> **Instruction**: Exactly reproduce the lines from the one containing "Target: horse tail" through the last line of the data, both ends included, leaving out pictures.
### Data supplied ###
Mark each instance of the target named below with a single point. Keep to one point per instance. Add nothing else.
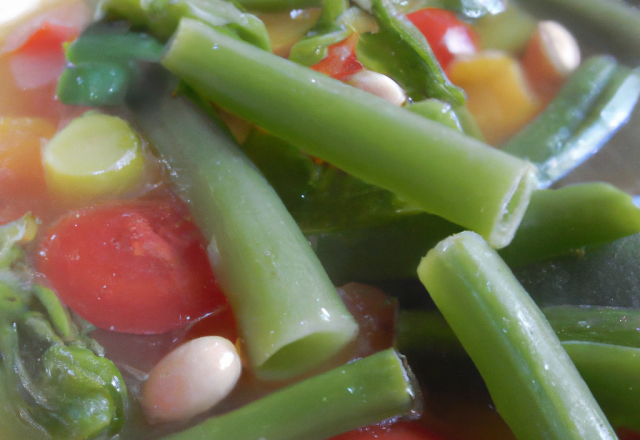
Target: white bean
(379, 85)
(191, 379)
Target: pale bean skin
(191, 379)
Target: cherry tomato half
(341, 60)
(446, 35)
(134, 267)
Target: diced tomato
(131, 266)
(341, 60)
(375, 312)
(40, 60)
(21, 172)
(392, 431)
(446, 35)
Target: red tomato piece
(40, 60)
(446, 35)
(135, 267)
(413, 430)
(341, 60)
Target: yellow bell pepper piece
(498, 94)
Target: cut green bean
(612, 374)
(545, 137)
(612, 109)
(533, 383)
(605, 325)
(426, 164)
(360, 393)
(610, 370)
(560, 221)
(161, 17)
(290, 316)
(104, 42)
(557, 222)
(400, 51)
(604, 275)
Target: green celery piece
(545, 139)
(426, 164)
(612, 374)
(563, 220)
(557, 222)
(320, 197)
(360, 393)
(112, 41)
(161, 17)
(508, 31)
(14, 233)
(78, 371)
(534, 385)
(438, 111)
(290, 316)
(604, 275)
(612, 110)
(94, 84)
(613, 24)
(399, 50)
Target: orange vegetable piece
(498, 94)
(21, 172)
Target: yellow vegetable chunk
(498, 94)
(94, 156)
(287, 28)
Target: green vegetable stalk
(424, 163)
(400, 51)
(360, 393)
(597, 99)
(290, 316)
(557, 222)
(533, 383)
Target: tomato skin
(134, 267)
(413, 430)
(446, 35)
(341, 60)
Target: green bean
(290, 316)
(612, 374)
(104, 42)
(424, 163)
(560, 221)
(544, 138)
(609, 369)
(399, 50)
(602, 275)
(161, 17)
(357, 394)
(94, 84)
(557, 222)
(532, 381)
(606, 325)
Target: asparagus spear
(425, 163)
(533, 383)
(360, 393)
(290, 316)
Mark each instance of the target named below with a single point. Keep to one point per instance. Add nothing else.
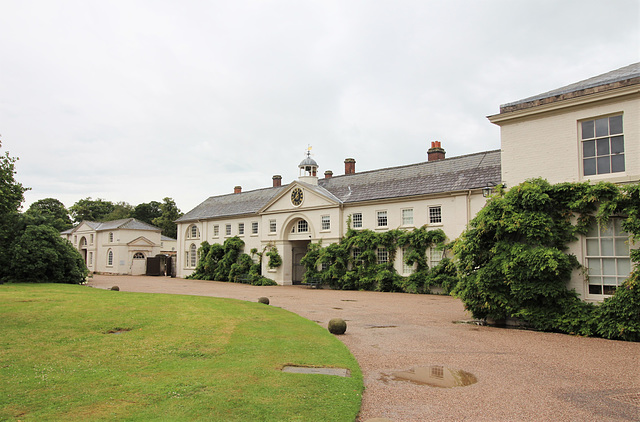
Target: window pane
(617, 144)
(604, 165)
(617, 226)
(615, 125)
(594, 267)
(589, 166)
(589, 149)
(608, 229)
(617, 163)
(622, 247)
(609, 266)
(624, 267)
(602, 127)
(592, 247)
(587, 130)
(606, 247)
(603, 146)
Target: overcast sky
(139, 100)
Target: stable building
(119, 246)
(440, 192)
(588, 131)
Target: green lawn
(76, 353)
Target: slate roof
(628, 75)
(249, 202)
(126, 223)
(431, 177)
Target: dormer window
(193, 232)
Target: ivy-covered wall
(352, 264)
(514, 262)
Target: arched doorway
(83, 248)
(299, 235)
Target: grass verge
(75, 353)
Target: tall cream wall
(547, 144)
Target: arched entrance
(299, 235)
(83, 249)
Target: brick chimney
(349, 166)
(436, 152)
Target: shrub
(40, 255)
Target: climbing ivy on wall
(226, 262)
(363, 272)
(513, 260)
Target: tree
(147, 212)
(121, 210)
(170, 213)
(91, 210)
(40, 255)
(49, 211)
(11, 192)
(11, 196)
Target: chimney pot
(349, 166)
(436, 152)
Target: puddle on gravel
(433, 376)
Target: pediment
(308, 196)
(141, 241)
(84, 227)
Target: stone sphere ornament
(337, 326)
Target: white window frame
(435, 214)
(382, 217)
(598, 147)
(356, 220)
(192, 261)
(435, 256)
(326, 222)
(382, 255)
(407, 217)
(606, 258)
(406, 268)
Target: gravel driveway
(521, 375)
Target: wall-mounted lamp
(488, 190)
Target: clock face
(296, 196)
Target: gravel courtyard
(521, 375)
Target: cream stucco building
(586, 131)
(119, 246)
(442, 193)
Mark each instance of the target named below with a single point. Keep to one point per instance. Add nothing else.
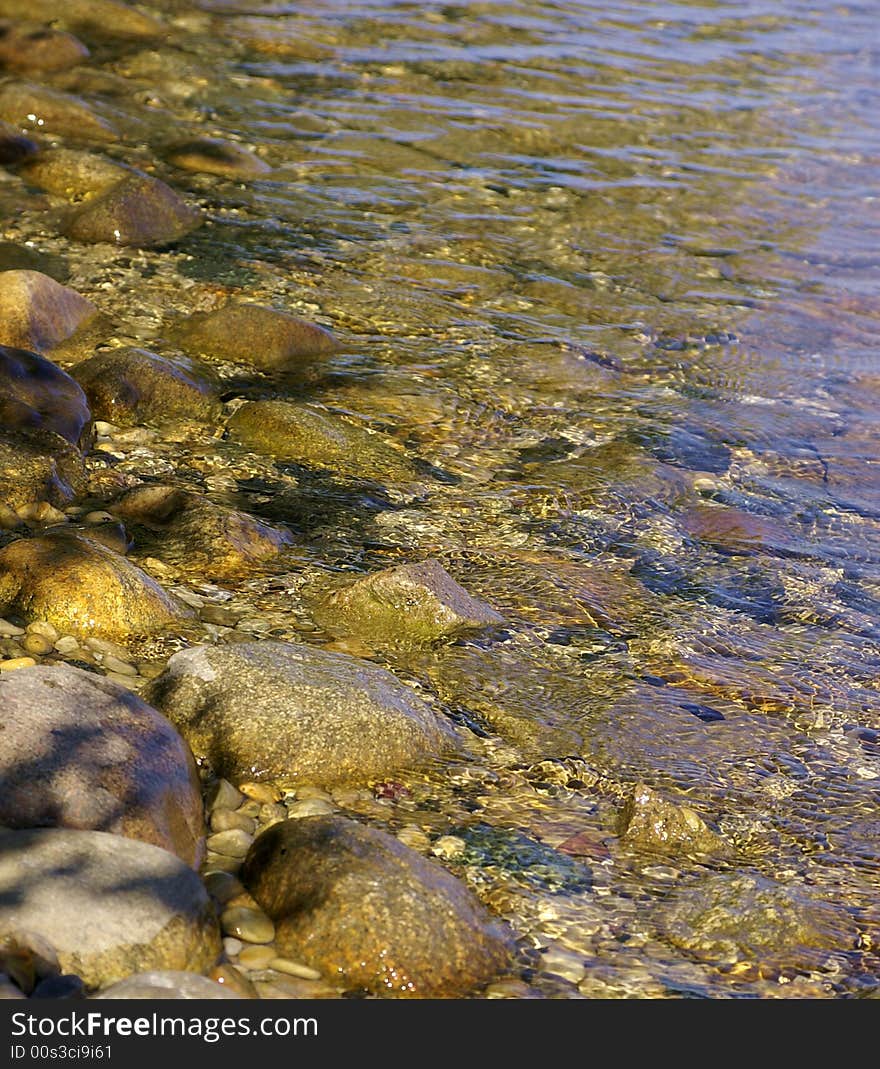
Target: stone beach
(387, 608)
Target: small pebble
(15, 663)
(309, 807)
(222, 886)
(225, 820)
(448, 847)
(261, 792)
(252, 926)
(294, 969)
(222, 795)
(256, 956)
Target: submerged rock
(365, 910)
(291, 713)
(28, 46)
(652, 823)
(408, 605)
(78, 750)
(263, 338)
(36, 313)
(83, 588)
(215, 156)
(315, 438)
(50, 111)
(36, 394)
(73, 173)
(139, 211)
(167, 984)
(129, 386)
(187, 529)
(109, 905)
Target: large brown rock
(109, 905)
(36, 313)
(36, 394)
(261, 337)
(129, 386)
(78, 750)
(408, 605)
(295, 714)
(83, 588)
(189, 531)
(139, 211)
(361, 908)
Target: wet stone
(216, 156)
(139, 211)
(26, 46)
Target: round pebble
(294, 969)
(252, 926)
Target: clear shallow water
(612, 269)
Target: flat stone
(167, 984)
(109, 905)
(83, 588)
(139, 211)
(356, 904)
(292, 713)
(36, 313)
(77, 750)
(408, 605)
(216, 156)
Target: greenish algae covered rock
(109, 905)
(295, 714)
(408, 605)
(315, 438)
(129, 386)
(264, 338)
(364, 909)
(653, 823)
(139, 211)
(83, 588)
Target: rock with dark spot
(26, 46)
(408, 605)
(78, 750)
(650, 822)
(83, 588)
(73, 173)
(315, 438)
(37, 313)
(50, 111)
(130, 386)
(292, 713)
(36, 394)
(139, 211)
(360, 907)
(261, 337)
(215, 156)
(188, 530)
(109, 905)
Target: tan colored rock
(359, 907)
(264, 338)
(50, 111)
(36, 313)
(73, 173)
(216, 156)
(78, 750)
(109, 905)
(130, 386)
(29, 46)
(139, 211)
(82, 588)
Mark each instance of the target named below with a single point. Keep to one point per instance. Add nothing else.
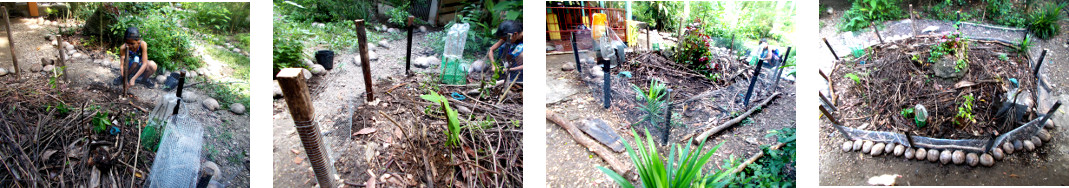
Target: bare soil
(1044, 166)
(571, 165)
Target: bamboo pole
(299, 102)
(11, 41)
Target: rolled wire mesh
(179, 157)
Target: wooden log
(727, 124)
(594, 146)
(755, 157)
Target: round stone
(1035, 140)
(1008, 147)
(920, 155)
(932, 155)
(867, 147)
(997, 154)
(237, 108)
(1018, 145)
(987, 160)
(945, 156)
(898, 150)
(877, 150)
(888, 149)
(857, 145)
(909, 153)
(958, 157)
(972, 159)
(1043, 135)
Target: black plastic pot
(325, 58)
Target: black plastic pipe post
(575, 50)
(831, 49)
(667, 118)
(177, 93)
(361, 36)
(779, 71)
(1039, 63)
(606, 66)
(877, 31)
(407, 57)
(731, 47)
(753, 81)
(648, 47)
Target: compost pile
(898, 76)
(490, 150)
(46, 138)
(699, 100)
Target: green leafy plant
(1044, 22)
(695, 53)
(854, 77)
(865, 11)
(965, 111)
(955, 45)
(171, 46)
(655, 99)
(453, 128)
(101, 122)
(908, 112)
(682, 169)
(1004, 13)
(857, 51)
(399, 15)
(1025, 44)
(771, 170)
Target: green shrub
(324, 11)
(1044, 22)
(399, 15)
(682, 169)
(1004, 13)
(864, 11)
(771, 170)
(288, 52)
(695, 53)
(655, 98)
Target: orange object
(33, 9)
(599, 25)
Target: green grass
(683, 168)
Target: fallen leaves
(365, 131)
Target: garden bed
(489, 150)
(698, 102)
(899, 76)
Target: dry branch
(755, 157)
(594, 146)
(727, 124)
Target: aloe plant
(681, 170)
(453, 129)
(655, 100)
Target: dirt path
(227, 135)
(335, 96)
(1046, 166)
(571, 165)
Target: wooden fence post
(295, 92)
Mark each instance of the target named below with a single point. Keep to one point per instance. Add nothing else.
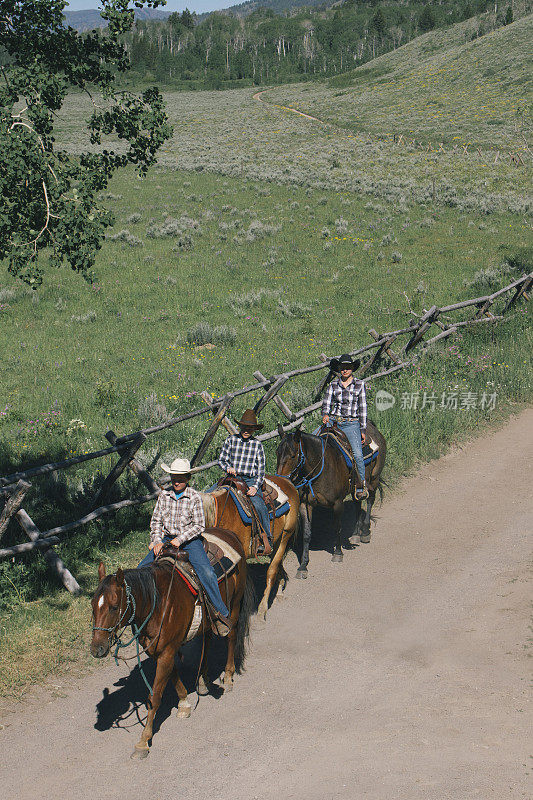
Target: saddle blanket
(370, 450)
(246, 518)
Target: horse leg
(184, 707)
(337, 513)
(365, 526)
(165, 665)
(273, 571)
(204, 684)
(307, 518)
(229, 671)
(355, 537)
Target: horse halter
(114, 628)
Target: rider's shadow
(323, 529)
(124, 706)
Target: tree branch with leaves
(50, 211)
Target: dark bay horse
(224, 514)
(317, 466)
(158, 597)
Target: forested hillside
(227, 49)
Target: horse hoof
(140, 752)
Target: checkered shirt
(246, 456)
(348, 402)
(181, 519)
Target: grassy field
(270, 239)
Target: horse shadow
(124, 704)
(323, 530)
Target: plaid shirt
(246, 456)
(181, 519)
(346, 401)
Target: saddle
(224, 551)
(370, 452)
(260, 540)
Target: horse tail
(248, 606)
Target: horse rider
(243, 456)
(345, 403)
(179, 520)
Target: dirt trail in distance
(400, 673)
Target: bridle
(305, 482)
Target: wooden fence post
(206, 441)
(32, 531)
(270, 393)
(283, 407)
(136, 467)
(13, 503)
(391, 354)
(226, 422)
(521, 291)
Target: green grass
(277, 239)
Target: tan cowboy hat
(180, 466)
(344, 362)
(249, 420)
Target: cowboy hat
(249, 420)
(180, 466)
(344, 362)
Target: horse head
(288, 452)
(108, 604)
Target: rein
(116, 638)
(306, 481)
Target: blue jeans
(353, 434)
(202, 567)
(259, 504)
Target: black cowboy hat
(344, 362)
(249, 420)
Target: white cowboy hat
(180, 466)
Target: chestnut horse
(223, 513)
(319, 470)
(156, 597)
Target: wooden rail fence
(378, 353)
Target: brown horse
(157, 597)
(319, 470)
(223, 512)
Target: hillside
(89, 19)
(224, 50)
(441, 87)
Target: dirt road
(401, 673)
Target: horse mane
(142, 584)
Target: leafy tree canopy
(49, 198)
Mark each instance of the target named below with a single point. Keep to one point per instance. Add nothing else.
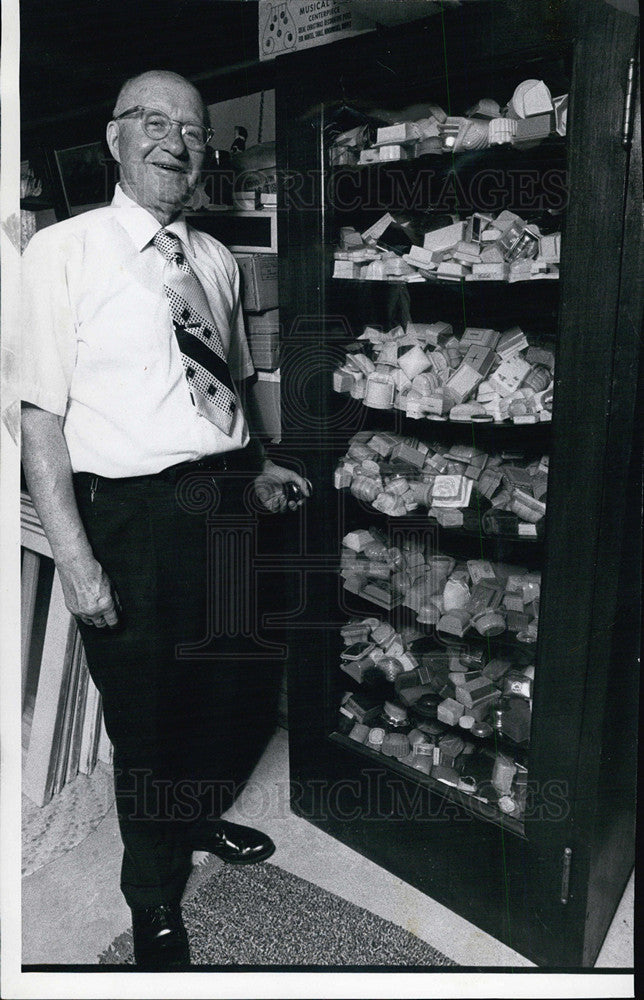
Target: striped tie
(202, 352)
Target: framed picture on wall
(87, 174)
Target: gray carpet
(263, 916)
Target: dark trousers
(178, 718)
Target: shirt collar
(141, 226)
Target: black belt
(211, 464)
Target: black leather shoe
(160, 939)
(238, 845)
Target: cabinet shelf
(472, 528)
(517, 433)
(504, 644)
(473, 803)
(584, 716)
(495, 743)
(548, 153)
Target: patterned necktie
(202, 352)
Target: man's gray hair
(126, 96)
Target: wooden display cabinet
(545, 881)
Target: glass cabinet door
(442, 238)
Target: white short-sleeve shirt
(98, 345)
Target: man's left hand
(269, 486)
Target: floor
(72, 906)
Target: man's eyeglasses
(157, 125)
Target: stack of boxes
(444, 702)
(481, 247)
(458, 598)
(397, 475)
(425, 371)
(530, 116)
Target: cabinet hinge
(565, 874)
(627, 122)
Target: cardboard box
(259, 281)
(266, 322)
(264, 350)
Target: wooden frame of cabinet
(551, 890)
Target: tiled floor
(72, 907)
###
> **Full response**:
Target: horse tail
(248, 606)
Target: horse rider
(243, 456)
(345, 403)
(179, 520)
Target: dirt trail in distance
(400, 673)
Target: bridle
(305, 482)
Target: wooden fence post
(206, 441)
(32, 531)
(270, 393)
(283, 407)
(136, 467)
(13, 503)
(391, 354)
(226, 422)
(521, 291)
Target: green grass
(277, 239)
Target: tan cowboy hat
(180, 466)
(344, 362)
(249, 420)
Target: cowboy hat
(249, 420)
(180, 466)
(344, 362)
Target: horse head
(288, 452)
(108, 604)
Target: rein
(116, 638)
(306, 481)
Target: blue jeans
(353, 434)
(202, 567)
(259, 504)
Target: black cowboy hat
(344, 362)
(249, 420)
Target: white cowboy hat
(180, 466)
Target: chestnut horse
(223, 513)
(319, 470)
(156, 597)
Target: wooden rail fence
(378, 353)
Target: brown horse
(157, 597)
(319, 470)
(223, 512)
Target: hillside
(89, 19)
(224, 50)
(441, 87)
Target: dirt road
(401, 673)
Target: horse mane
(142, 584)
Target: leafy tree canopy
(49, 198)
Mark each instance of the target named below with a single point. Keep to one point per instance. Add nothing else.
Target: striped tie
(202, 352)
Target: framed picture on wall
(87, 174)
Target: gray carpet
(263, 916)
Target: dark trousers
(178, 718)
Target: shirt collar
(141, 226)
Target: black belt
(211, 464)
Target: black leather shoe
(160, 939)
(238, 845)
Target: cabinet shelf
(472, 528)
(517, 433)
(504, 644)
(473, 803)
(584, 716)
(495, 743)
(548, 153)
Target: patterned necktie
(202, 352)
Target: man's gray hair
(126, 96)
Target: wooden display cabinet
(545, 881)
Target: glass cabinet door
(442, 238)
Target: white short-sleeve shirt
(98, 345)
Target: man's left hand
(269, 486)
Target: floor
(72, 906)
Target: man's eyeglasses
(157, 125)
Target: stack of boxes
(444, 702)
(481, 247)
(458, 598)
(397, 475)
(425, 371)
(530, 116)
Target: cabinet hinge
(565, 874)
(627, 122)
Target: cardboard box
(259, 281)
(266, 322)
(264, 350)
Target: wooden frame of cabinet
(551, 890)
Target: tiled floor
(72, 907)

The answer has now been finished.